→ Coordinate records with annotations
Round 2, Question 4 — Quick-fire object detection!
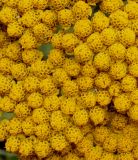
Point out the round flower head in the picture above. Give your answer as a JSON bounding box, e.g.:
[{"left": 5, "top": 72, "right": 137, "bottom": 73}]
[
  {"left": 51, "top": 32, "right": 62, "bottom": 49},
  {"left": 33, "top": 23, "right": 53, "bottom": 43},
  {"left": 130, "top": 19, "right": 138, "bottom": 36},
  {"left": 96, "top": 90, "right": 111, "bottom": 106},
  {"left": 81, "top": 60, "right": 97, "bottom": 78},
  {"left": 7, "top": 21, "right": 24, "bottom": 38},
  {"left": 118, "top": 28, "right": 136, "bottom": 47},
  {"left": 92, "top": 11, "right": 109, "bottom": 32},
  {"left": 130, "top": 88, "right": 138, "bottom": 104},
  {"left": 27, "top": 92, "right": 43, "bottom": 109},
  {"left": 123, "top": 121, "right": 138, "bottom": 141},
  {"left": 77, "top": 91, "right": 96, "bottom": 108},
  {"left": 0, "top": 30, "right": 9, "bottom": 48},
  {"left": 111, "top": 113, "right": 128, "bottom": 130},
  {"left": 58, "top": 9, "right": 74, "bottom": 28},
  {"left": 74, "top": 43, "right": 94, "bottom": 63},
  {"left": 128, "top": 62, "right": 138, "bottom": 78},
  {"left": 65, "top": 126, "right": 83, "bottom": 144},
  {"left": 89, "top": 106, "right": 106, "bottom": 126},
  {"left": 5, "top": 42, "right": 21, "bottom": 61},
  {"left": 117, "top": 134, "right": 134, "bottom": 153},
  {"left": 33, "top": 0, "right": 48, "bottom": 10},
  {"left": 132, "top": 145, "right": 138, "bottom": 159},
  {"left": 128, "top": 104, "right": 138, "bottom": 121},
  {"left": 0, "top": 6, "right": 18, "bottom": 25},
  {"left": 93, "top": 52, "right": 111, "bottom": 71},
  {"left": 21, "top": 10, "right": 38, "bottom": 27},
  {"left": 100, "top": 0, "right": 123, "bottom": 14},
  {"left": 0, "top": 120, "right": 8, "bottom": 141},
  {"left": 76, "top": 134, "right": 93, "bottom": 154},
  {"left": 101, "top": 151, "right": 115, "bottom": 160},
  {"left": 62, "top": 80, "right": 79, "bottom": 97},
  {"left": 63, "top": 59, "right": 81, "bottom": 77},
  {"left": 22, "top": 49, "right": 43, "bottom": 65},
  {"left": 73, "top": 109, "right": 89, "bottom": 126},
  {"left": 53, "top": 68, "right": 69, "bottom": 86},
  {"left": 124, "top": 1, "right": 138, "bottom": 19},
  {"left": 43, "top": 95, "right": 61, "bottom": 112},
  {"left": 35, "top": 123, "right": 50, "bottom": 141},
  {"left": 39, "top": 77, "right": 58, "bottom": 96},
  {"left": 7, "top": 118, "right": 22, "bottom": 136},
  {"left": 50, "top": 0, "right": 69, "bottom": 11},
  {"left": 64, "top": 152, "right": 80, "bottom": 160},
  {"left": 14, "top": 102, "right": 31, "bottom": 119},
  {"left": 72, "top": 1, "right": 92, "bottom": 20},
  {"left": 23, "top": 76, "right": 40, "bottom": 93},
  {"left": 62, "top": 33, "right": 79, "bottom": 54},
  {"left": 114, "top": 93, "right": 131, "bottom": 113},
  {"left": 17, "top": 0, "right": 34, "bottom": 13},
  {"left": 103, "top": 133, "right": 117, "bottom": 153},
  {"left": 60, "top": 97, "right": 77, "bottom": 115},
  {"left": 22, "top": 117, "right": 35, "bottom": 136},
  {"left": 32, "top": 108, "right": 49, "bottom": 124},
  {"left": 74, "top": 19, "right": 92, "bottom": 39},
  {"left": 50, "top": 133, "right": 68, "bottom": 151},
  {"left": 110, "top": 61, "right": 127, "bottom": 80},
  {"left": 101, "top": 28, "right": 117, "bottom": 46},
  {"left": 93, "top": 126, "right": 110, "bottom": 144},
  {"left": 42, "top": 10, "right": 57, "bottom": 28},
  {"left": 19, "top": 138, "right": 34, "bottom": 156},
  {"left": 95, "top": 72, "right": 111, "bottom": 89},
  {"left": 50, "top": 110, "right": 68, "bottom": 131},
  {"left": 0, "top": 58, "right": 14, "bottom": 74},
  {"left": 30, "top": 60, "right": 50, "bottom": 79},
  {"left": 5, "top": 136, "right": 21, "bottom": 153},
  {"left": 19, "top": 30, "right": 37, "bottom": 49},
  {"left": 117, "top": 153, "right": 134, "bottom": 160},
  {"left": 108, "top": 42, "right": 126, "bottom": 61},
  {"left": 48, "top": 49, "right": 65, "bottom": 67},
  {"left": 87, "top": 32, "right": 103, "bottom": 53},
  {"left": 110, "top": 10, "right": 129, "bottom": 30},
  {"left": 2, "top": 0, "right": 19, "bottom": 8},
  {"left": 34, "top": 140, "right": 51, "bottom": 158},
  {"left": 0, "top": 96, "right": 16, "bottom": 112},
  {"left": 11, "top": 63, "right": 28, "bottom": 81},
  {"left": 0, "top": 74, "right": 13, "bottom": 95},
  {"left": 85, "top": 145, "right": 103, "bottom": 160},
  {"left": 9, "top": 82, "right": 25, "bottom": 102},
  {"left": 126, "top": 46, "right": 138, "bottom": 64},
  {"left": 121, "top": 75, "right": 137, "bottom": 92},
  {"left": 77, "top": 76, "right": 94, "bottom": 91}
]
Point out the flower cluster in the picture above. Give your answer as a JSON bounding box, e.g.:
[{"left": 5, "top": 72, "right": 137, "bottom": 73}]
[{"left": 0, "top": 0, "right": 138, "bottom": 160}]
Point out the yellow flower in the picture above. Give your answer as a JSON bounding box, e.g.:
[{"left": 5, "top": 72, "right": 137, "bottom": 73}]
[
  {"left": 50, "top": 133, "right": 68, "bottom": 151},
  {"left": 50, "top": 110, "right": 68, "bottom": 131},
  {"left": 74, "top": 19, "right": 92, "bottom": 39},
  {"left": 72, "top": 1, "right": 92, "bottom": 20},
  {"left": 92, "top": 11, "right": 109, "bottom": 32},
  {"left": 74, "top": 43, "right": 94, "bottom": 63},
  {"left": 73, "top": 109, "right": 89, "bottom": 126}
]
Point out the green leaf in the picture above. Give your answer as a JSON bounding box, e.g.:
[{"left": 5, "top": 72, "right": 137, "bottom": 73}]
[{"left": 39, "top": 43, "right": 53, "bottom": 59}]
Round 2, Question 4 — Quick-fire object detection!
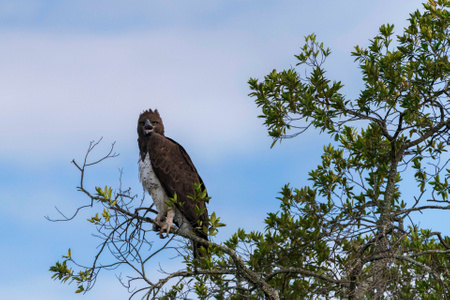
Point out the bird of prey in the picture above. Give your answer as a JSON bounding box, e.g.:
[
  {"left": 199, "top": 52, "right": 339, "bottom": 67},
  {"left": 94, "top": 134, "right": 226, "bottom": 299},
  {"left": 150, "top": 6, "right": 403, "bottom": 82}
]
[{"left": 137, "top": 109, "right": 209, "bottom": 257}]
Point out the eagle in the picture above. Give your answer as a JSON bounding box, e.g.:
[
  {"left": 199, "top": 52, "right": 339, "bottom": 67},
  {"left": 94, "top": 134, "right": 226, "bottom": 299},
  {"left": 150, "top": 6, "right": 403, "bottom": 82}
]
[{"left": 137, "top": 109, "right": 209, "bottom": 258}]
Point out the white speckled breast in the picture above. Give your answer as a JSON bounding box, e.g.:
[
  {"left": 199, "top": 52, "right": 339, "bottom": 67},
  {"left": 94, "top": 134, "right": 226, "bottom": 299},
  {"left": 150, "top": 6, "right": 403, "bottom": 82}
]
[{"left": 139, "top": 153, "right": 169, "bottom": 212}]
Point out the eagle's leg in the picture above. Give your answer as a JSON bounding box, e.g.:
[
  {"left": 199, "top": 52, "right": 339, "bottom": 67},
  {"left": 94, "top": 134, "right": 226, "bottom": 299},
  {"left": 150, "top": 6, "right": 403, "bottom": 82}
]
[
  {"left": 159, "top": 209, "right": 175, "bottom": 239},
  {"left": 152, "top": 212, "right": 165, "bottom": 231}
]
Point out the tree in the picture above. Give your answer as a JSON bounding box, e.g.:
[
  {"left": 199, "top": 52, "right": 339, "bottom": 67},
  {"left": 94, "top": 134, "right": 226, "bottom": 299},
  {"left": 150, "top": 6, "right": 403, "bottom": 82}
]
[{"left": 51, "top": 0, "right": 450, "bottom": 299}]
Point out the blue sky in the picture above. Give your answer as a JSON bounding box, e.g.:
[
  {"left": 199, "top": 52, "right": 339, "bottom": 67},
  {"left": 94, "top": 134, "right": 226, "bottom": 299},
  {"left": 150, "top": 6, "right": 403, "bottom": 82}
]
[{"left": 0, "top": 0, "right": 438, "bottom": 300}]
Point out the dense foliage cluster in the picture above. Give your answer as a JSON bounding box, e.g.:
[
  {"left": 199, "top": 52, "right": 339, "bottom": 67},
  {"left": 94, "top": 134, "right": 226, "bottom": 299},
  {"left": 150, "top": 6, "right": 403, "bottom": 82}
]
[{"left": 51, "top": 0, "right": 450, "bottom": 299}]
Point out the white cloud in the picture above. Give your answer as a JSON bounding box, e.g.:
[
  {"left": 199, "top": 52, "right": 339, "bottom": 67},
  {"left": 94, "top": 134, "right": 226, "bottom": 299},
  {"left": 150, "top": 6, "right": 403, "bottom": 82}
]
[{"left": 0, "top": 32, "right": 270, "bottom": 165}]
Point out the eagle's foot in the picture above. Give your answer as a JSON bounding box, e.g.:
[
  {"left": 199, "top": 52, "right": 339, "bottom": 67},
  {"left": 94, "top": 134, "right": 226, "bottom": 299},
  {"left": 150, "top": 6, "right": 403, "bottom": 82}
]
[
  {"left": 152, "top": 212, "right": 165, "bottom": 231},
  {"left": 159, "top": 221, "right": 172, "bottom": 239},
  {"left": 159, "top": 210, "right": 175, "bottom": 239}
]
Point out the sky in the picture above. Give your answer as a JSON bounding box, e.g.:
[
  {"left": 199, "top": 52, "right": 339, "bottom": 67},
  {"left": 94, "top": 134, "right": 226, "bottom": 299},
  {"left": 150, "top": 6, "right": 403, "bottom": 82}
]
[{"left": 0, "top": 0, "right": 438, "bottom": 300}]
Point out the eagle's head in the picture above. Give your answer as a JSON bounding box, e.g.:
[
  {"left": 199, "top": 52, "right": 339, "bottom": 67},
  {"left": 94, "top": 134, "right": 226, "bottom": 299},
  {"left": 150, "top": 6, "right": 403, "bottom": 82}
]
[{"left": 137, "top": 109, "right": 164, "bottom": 137}]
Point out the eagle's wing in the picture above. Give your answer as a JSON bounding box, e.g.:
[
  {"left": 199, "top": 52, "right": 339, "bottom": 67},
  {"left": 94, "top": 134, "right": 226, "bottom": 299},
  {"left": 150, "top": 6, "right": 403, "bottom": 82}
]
[{"left": 149, "top": 135, "right": 208, "bottom": 228}]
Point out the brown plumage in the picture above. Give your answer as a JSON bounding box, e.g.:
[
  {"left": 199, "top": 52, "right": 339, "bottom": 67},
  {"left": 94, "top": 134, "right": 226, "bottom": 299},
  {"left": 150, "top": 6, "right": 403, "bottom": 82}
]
[{"left": 137, "top": 109, "right": 208, "bottom": 257}]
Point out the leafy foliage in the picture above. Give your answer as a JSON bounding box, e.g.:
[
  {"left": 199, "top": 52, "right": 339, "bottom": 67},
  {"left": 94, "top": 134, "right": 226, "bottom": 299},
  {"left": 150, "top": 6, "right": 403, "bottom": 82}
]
[{"left": 51, "top": 0, "right": 450, "bottom": 299}]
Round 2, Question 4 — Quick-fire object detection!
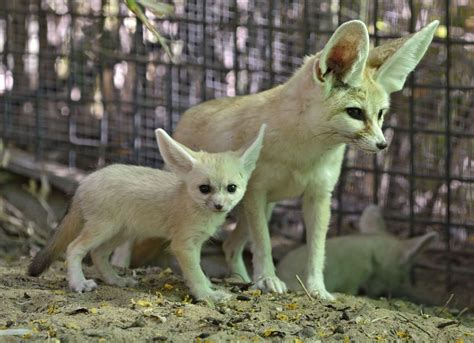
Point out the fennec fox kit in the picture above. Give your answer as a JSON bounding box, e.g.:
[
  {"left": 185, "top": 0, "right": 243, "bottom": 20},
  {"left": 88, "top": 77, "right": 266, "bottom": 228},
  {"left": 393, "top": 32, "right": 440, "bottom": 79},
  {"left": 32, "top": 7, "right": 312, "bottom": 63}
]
[
  {"left": 174, "top": 20, "right": 438, "bottom": 299},
  {"left": 277, "top": 205, "right": 437, "bottom": 297},
  {"left": 28, "top": 125, "right": 265, "bottom": 301}
]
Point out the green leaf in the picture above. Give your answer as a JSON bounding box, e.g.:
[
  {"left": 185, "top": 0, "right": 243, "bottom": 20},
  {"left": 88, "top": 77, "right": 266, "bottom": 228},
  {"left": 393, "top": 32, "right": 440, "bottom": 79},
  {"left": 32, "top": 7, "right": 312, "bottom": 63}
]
[{"left": 138, "top": 0, "right": 174, "bottom": 17}]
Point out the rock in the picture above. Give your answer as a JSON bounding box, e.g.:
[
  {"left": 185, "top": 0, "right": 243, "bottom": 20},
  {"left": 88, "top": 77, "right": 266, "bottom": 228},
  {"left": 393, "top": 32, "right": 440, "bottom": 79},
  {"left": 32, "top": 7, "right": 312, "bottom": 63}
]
[{"left": 299, "top": 326, "right": 316, "bottom": 338}]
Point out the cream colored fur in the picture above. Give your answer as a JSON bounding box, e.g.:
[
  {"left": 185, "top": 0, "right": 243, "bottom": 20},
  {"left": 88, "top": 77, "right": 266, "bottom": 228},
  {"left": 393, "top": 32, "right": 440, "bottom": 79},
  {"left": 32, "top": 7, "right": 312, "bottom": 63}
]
[
  {"left": 174, "top": 21, "right": 438, "bottom": 299},
  {"left": 277, "top": 205, "right": 437, "bottom": 297},
  {"left": 27, "top": 125, "right": 265, "bottom": 301}
]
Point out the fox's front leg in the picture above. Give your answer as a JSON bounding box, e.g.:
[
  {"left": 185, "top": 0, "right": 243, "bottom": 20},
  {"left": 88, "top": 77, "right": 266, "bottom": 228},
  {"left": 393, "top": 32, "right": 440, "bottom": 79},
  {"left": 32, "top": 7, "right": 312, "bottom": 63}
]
[
  {"left": 244, "top": 191, "right": 287, "bottom": 293},
  {"left": 303, "top": 189, "right": 334, "bottom": 300},
  {"left": 171, "top": 239, "right": 231, "bottom": 301}
]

→ WHAT IS NEEDED
Output, word for word, everything in the material from the line containing "Point out the rock" down through its final line.

→ TASK ANSWER
Point out the rock in the picture above. Give your answer as a JSON bounding box, e.g.:
[
  {"left": 185, "top": 0, "right": 243, "bottom": 20},
  {"left": 88, "top": 77, "right": 266, "bottom": 228},
  {"left": 393, "top": 32, "right": 440, "bottom": 79},
  {"left": 32, "top": 7, "right": 312, "bottom": 63}
]
[{"left": 299, "top": 326, "right": 316, "bottom": 338}]
Point out the cream colored fur in the picture above. Give your answer as a JSON bounding box, e.g.:
[
  {"left": 185, "top": 0, "right": 243, "bottom": 20},
  {"left": 88, "top": 77, "right": 266, "bottom": 228},
  {"left": 393, "top": 32, "right": 440, "bottom": 79},
  {"left": 32, "top": 7, "right": 312, "bottom": 63}
]
[
  {"left": 174, "top": 21, "right": 438, "bottom": 299},
  {"left": 277, "top": 205, "right": 437, "bottom": 297},
  {"left": 27, "top": 125, "right": 265, "bottom": 301}
]
Point out the fox's front leg in the picture above. Give your answer as a JSON bounding box, e.g.:
[
  {"left": 185, "top": 0, "right": 243, "bottom": 20},
  {"left": 88, "top": 77, "right": 266, "bottom": 228},
  {"left": 393, "top": 32, "right": 440, "bottom": 79},
  {"left": 32, "top": 7, "right": 312, "bottom": 63}
]
[
  {"left": 244, "top": 191, "right": 287, "bottom": 293},
  {"left": 303, "top": 189, "right": 334, "bottom": 300},
  {"left": 171, "top": 239, "right": 231, "bottom": 301}
]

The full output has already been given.